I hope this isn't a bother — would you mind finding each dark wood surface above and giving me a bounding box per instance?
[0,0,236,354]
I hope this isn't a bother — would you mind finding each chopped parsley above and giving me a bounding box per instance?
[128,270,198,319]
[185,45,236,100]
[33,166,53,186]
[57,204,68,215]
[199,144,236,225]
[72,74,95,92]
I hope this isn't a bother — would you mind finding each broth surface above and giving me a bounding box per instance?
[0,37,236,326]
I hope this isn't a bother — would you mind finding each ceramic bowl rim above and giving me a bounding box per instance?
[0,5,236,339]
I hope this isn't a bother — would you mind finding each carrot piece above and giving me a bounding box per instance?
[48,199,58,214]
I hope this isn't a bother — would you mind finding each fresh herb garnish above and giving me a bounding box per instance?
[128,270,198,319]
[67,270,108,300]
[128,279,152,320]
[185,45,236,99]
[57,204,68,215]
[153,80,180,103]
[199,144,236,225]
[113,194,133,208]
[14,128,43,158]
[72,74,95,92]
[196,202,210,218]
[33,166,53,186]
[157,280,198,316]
-----
**WHAT THIS TASK INVOLVES:**
Print all of the lines above verbatim, keeping every word, number and bracket unchanged.

**REPLY TO THE EXERCISE:**
I hope this isn't a bother — would you mind finding each dark wood surface above and giving me a bounding box per instance?
[0,0,236,354]
I hope this isn't a bother — would you mind finding each chopped parsley above and giving me a bounding box per instance?
[128,270,198,319]
[185,45,236,100]
[33,166,53,186]
[57,204,68,215]
[199,144,236,225]
[72,74,95,92]
I hope this isn't a bother — would you mind finding each broth surface above and giving me a bounding box per instance?
[0,37,236,326]
I hope this isn't a bother — would you mind finding each ceramic bowl rim above and giving me a bounding box per instance?
[0,5,236,339]
I hope this isn't a bother — would you mind finding each carrot piece above and giving me a bounding box per instance?
[48,199,58,214]
I hope this isn't a bother — would you mind finding each fresh herb garnish above and giving me a bounding box per instance?
[128,270,198,319]
[67,270,108,300]
[128,279,152,320]
[185,45,236,99]
[57,204,68,215]
[153,80,180,103]
[199,144,236,225]
[113,194,133,208]
[14,128,43,158]
[72,74,95,92]
[196,202,210,218]
[33,166,53,186]
[157,280,198,316]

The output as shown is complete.